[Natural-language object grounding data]

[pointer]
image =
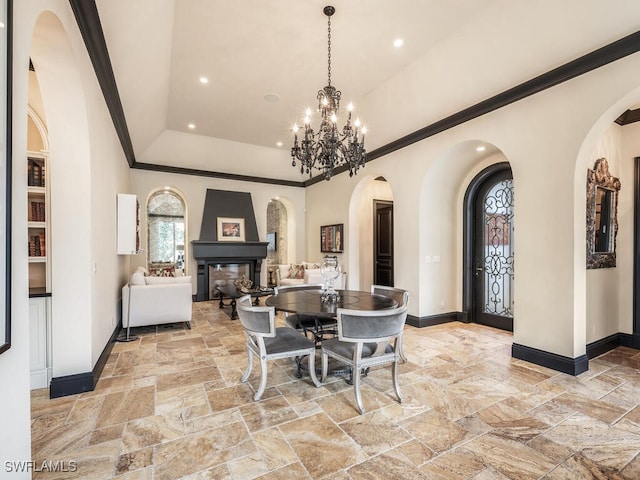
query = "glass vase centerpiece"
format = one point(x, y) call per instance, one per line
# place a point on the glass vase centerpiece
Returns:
point(330, 270)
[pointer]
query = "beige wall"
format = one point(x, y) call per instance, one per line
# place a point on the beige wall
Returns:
point(87, 170)
point(545, 152)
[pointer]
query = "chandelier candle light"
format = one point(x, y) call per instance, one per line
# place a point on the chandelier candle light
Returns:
point(329, 147)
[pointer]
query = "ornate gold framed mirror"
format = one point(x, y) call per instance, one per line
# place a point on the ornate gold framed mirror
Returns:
point(602, 216)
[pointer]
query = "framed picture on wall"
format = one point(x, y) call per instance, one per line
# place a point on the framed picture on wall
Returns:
point(331, 238)
point(230, 229)
point(272, 238)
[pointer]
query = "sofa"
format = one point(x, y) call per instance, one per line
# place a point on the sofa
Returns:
point(156, 300)
point(304, 273)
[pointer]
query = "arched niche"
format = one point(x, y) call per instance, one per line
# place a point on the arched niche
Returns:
point(167, 237)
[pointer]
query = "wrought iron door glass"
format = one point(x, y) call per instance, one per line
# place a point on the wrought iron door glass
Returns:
point(498, 250)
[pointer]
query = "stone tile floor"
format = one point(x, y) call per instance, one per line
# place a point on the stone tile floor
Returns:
point(170, 405)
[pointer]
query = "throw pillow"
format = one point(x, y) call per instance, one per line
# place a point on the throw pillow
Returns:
point(162, 271)
point(296, 271)
point(137, 278)
point(167, 280)
point(142, 270)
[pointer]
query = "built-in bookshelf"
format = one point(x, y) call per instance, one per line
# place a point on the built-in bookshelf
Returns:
point(38, 226)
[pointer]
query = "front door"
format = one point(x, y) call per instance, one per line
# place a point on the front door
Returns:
point(383, 243)
point(493, 252)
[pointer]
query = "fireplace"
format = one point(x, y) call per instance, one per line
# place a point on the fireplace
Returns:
point(224, 274)
point(226, 258)
point(222, 262)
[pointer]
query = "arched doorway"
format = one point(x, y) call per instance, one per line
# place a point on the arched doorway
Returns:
point(488, 248)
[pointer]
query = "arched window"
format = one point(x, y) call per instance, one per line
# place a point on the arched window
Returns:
point(166, 230)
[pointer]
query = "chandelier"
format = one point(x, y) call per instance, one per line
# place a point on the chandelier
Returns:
point(329, 147)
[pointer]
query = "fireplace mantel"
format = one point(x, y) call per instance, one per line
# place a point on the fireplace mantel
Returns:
point(210, 253)
point(207, 249)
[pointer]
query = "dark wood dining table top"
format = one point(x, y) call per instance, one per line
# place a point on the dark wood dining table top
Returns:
point(309, 301)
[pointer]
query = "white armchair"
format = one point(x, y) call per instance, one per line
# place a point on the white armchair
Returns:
point(158, 301)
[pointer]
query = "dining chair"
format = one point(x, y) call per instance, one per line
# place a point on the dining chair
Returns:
point(400, 296)
point(314, 325)
point(268, 342)
point(363, 342)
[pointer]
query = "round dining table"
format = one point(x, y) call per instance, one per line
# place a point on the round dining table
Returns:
point(310, 302)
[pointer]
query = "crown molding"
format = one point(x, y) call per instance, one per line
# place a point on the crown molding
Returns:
point(88, 20)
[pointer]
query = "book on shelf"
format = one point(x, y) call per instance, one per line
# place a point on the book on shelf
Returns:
point(37, 211)
point(35, 173)
point(37, 245)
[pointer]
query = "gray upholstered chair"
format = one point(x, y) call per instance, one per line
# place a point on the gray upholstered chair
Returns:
point(399, 295)
point(267, 342)
point(312, 325)
point(363, 342)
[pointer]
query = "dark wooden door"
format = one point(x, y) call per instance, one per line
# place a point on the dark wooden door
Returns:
point(493, 258)
point(383, 243)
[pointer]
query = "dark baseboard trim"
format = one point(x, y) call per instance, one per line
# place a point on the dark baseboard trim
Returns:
point(83, 382)
point(571, 366)
point(599, 347)
point(630, 340)
point(602, 346)
point(431, 320)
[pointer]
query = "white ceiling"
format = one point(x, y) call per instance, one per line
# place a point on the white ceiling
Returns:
point(251, 48)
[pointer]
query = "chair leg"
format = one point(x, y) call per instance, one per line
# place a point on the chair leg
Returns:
point(401, 353)
point(325, 365)
point(396, 384)
point(356, 389)
point(263, 379)
point(245, 377)
point(312, 369)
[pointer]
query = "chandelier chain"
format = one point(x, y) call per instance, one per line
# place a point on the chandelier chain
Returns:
point(329, 146)
point(329, 51)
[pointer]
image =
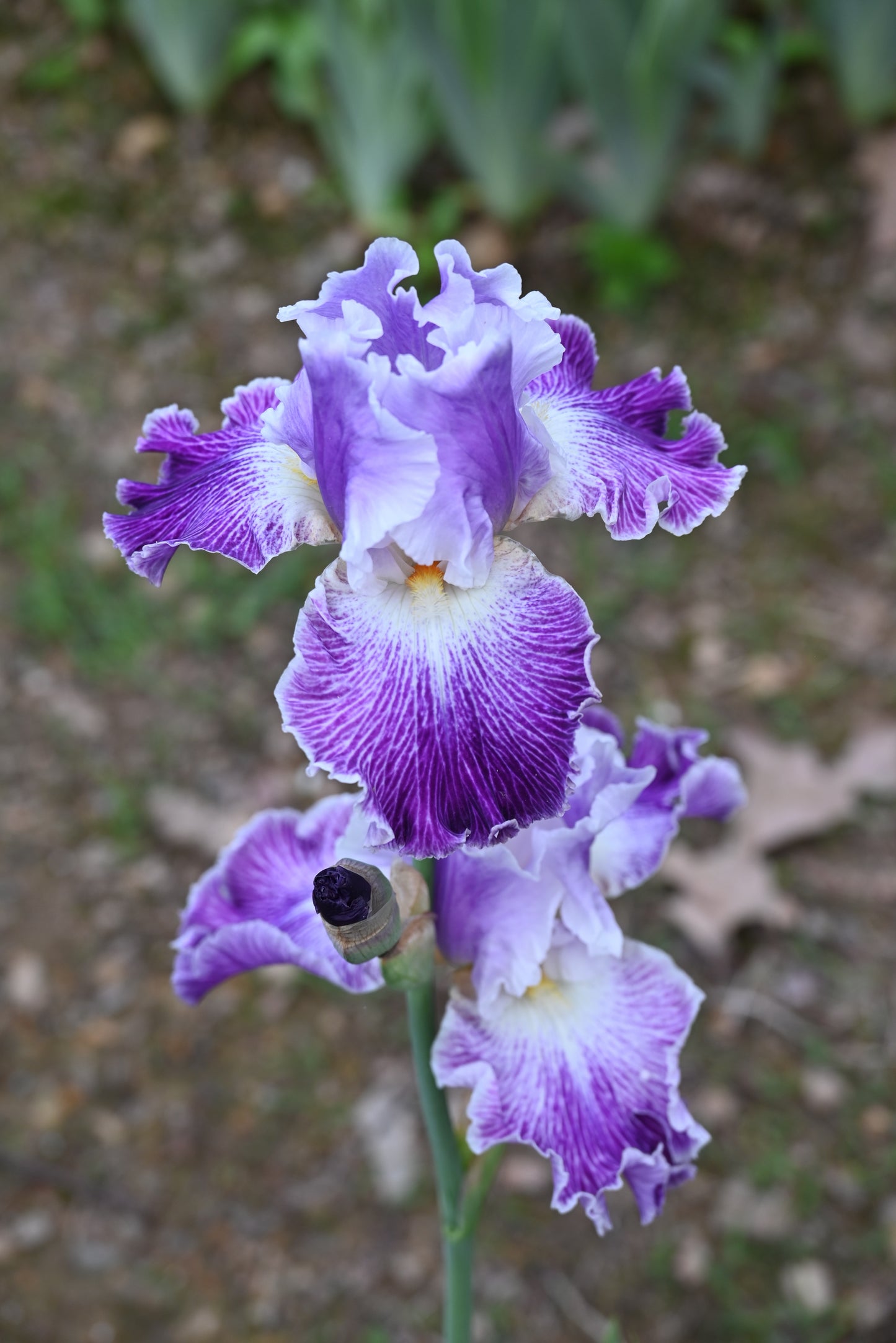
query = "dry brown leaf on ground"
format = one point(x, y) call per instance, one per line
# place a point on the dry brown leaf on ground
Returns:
point(793, 795)
point(722, 890)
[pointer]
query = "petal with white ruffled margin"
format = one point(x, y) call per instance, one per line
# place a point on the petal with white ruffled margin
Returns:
point(375, 473)
point(583, 1068)
point(487, 456)
point(230, 492)
point(455, 708)
point(474, 303)
point(497, 914)
point(701, 786)
point(373, 288)
point(632, 848)
point(254, 907)
point(609, 453)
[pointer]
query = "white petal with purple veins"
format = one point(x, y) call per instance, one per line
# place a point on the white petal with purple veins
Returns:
point(609, 454)
point(455, 710)
point(230, 492)
point(583, 1068)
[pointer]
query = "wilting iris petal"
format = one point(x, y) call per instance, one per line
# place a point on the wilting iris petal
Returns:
point(456, 710)
point(707, 786)
point(499, 916)
point(254, 907)
point(609, 454)
point(583, 1068)
point(230, 492)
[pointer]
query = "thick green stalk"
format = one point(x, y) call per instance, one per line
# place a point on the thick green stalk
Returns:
point(458, 1211)
point(449, 1171)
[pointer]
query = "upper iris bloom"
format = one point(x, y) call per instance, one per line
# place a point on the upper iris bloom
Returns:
point(437, 663)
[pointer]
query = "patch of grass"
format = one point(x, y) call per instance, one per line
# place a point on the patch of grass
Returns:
point(109, 620)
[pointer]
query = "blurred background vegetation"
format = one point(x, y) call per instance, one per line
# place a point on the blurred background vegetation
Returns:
point(585, 100)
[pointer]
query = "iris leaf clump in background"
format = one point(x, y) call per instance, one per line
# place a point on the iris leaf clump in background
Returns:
point(494, 69)
point(634, 65)
point(186, 45)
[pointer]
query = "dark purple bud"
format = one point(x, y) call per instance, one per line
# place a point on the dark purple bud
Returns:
point(342, 896)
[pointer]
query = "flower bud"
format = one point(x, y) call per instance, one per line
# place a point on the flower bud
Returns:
point(358, 908)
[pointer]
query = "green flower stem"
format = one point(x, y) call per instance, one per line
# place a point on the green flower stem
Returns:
point(458, 1210)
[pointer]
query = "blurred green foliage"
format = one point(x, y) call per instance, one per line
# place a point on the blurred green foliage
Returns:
point(109, 623)
point(532, 99)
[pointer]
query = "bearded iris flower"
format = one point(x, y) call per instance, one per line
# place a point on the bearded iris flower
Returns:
point(561, 1005)
point(438, 665)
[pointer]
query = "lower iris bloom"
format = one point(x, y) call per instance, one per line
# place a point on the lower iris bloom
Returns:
point(437, 664)
point(567, 1035)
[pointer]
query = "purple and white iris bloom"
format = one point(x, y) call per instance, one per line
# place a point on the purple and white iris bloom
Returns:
point(571, 1038)
point(438, 665)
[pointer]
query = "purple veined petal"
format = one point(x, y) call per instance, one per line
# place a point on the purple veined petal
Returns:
point(487, 457)
point(492, 914)
point(254, 907)
point(602, 720)
point(586, 1071)
point(374, 471)
point(229, 492)
point(497, 304)
point(456, 710)
point(700, 786)
point(373, 287)
point(712, 787)
point(609, 454)
point(500, 915)
point(632, 848)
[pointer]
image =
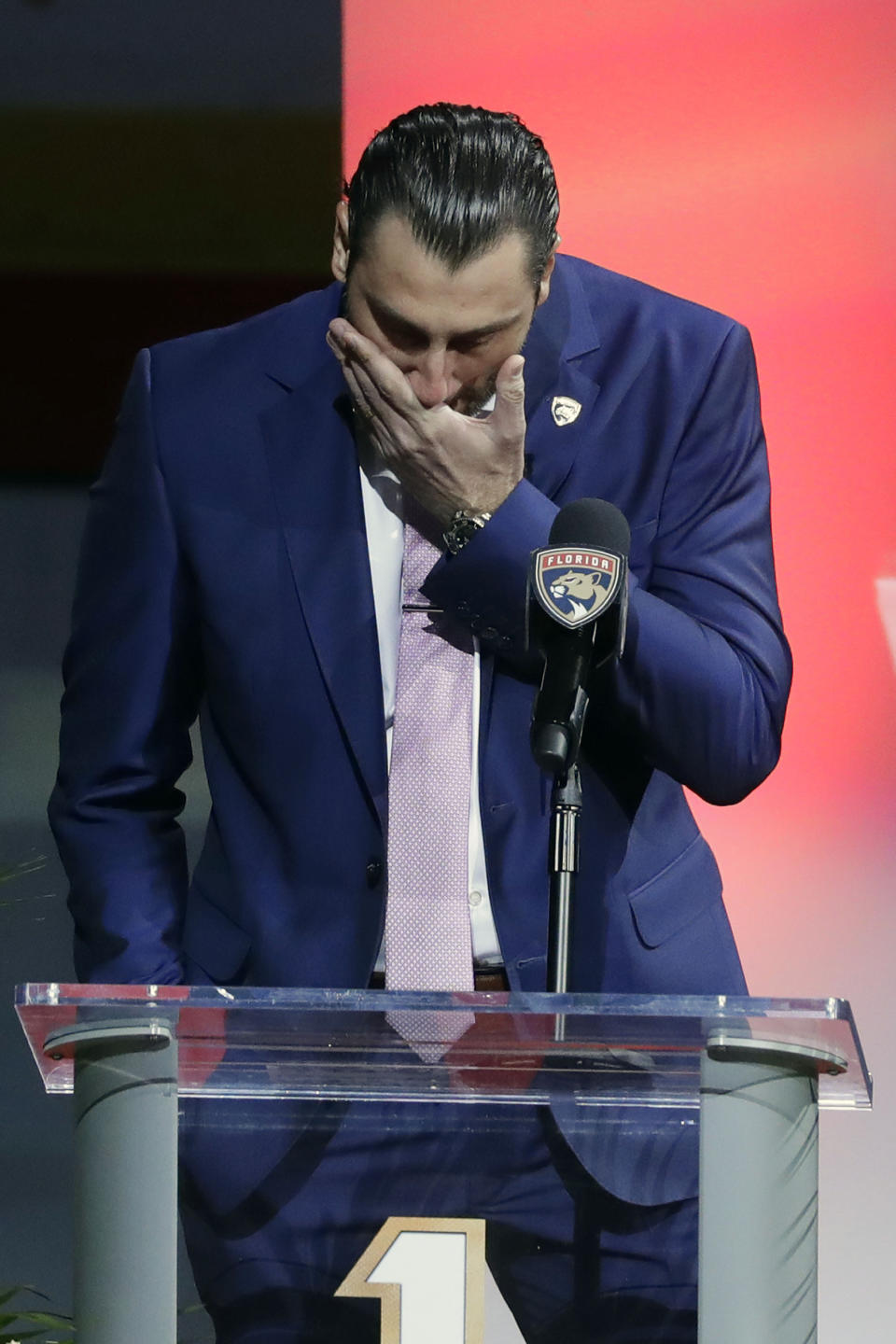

§ REQUIRED ACTION:
Using the records above, say how many lines include the string "vegetation". Only the number is wanted.

§ WRITTEN RESPONSE:
2